Required task: Rewrite the material below with "large rock" swapped for "boulder" and everything else unchanged. Leave out the pictures.

Supplied records:
***

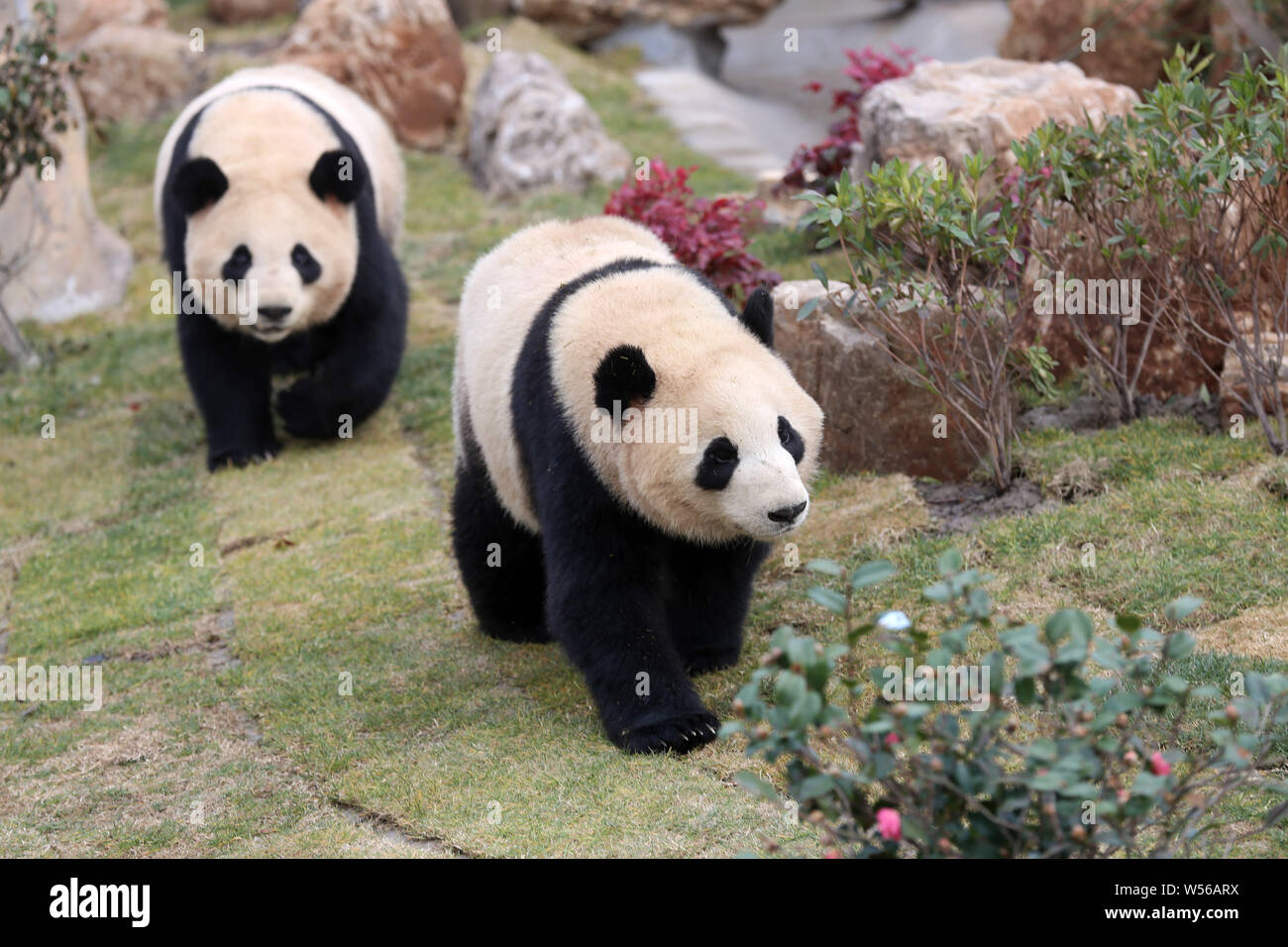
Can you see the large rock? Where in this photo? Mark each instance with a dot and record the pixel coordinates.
(78, 18)
(951, 110)
(402, 55)
(529, 129)
(65, 260)
(581, 21)
(137, 72)
(879, 416)
(249, 11)
(1131, 39)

***

Full solution:
Can you see the boulder? Where in this photo? Mark each instance with a dot and record the pixel coordinates.
(78, 18)
(951, 110)
(402, 55)
(529, 129)
(65, 260)
(581, 21)
(137, 72)
(879, 416)
(249, 11)
(1131, 39)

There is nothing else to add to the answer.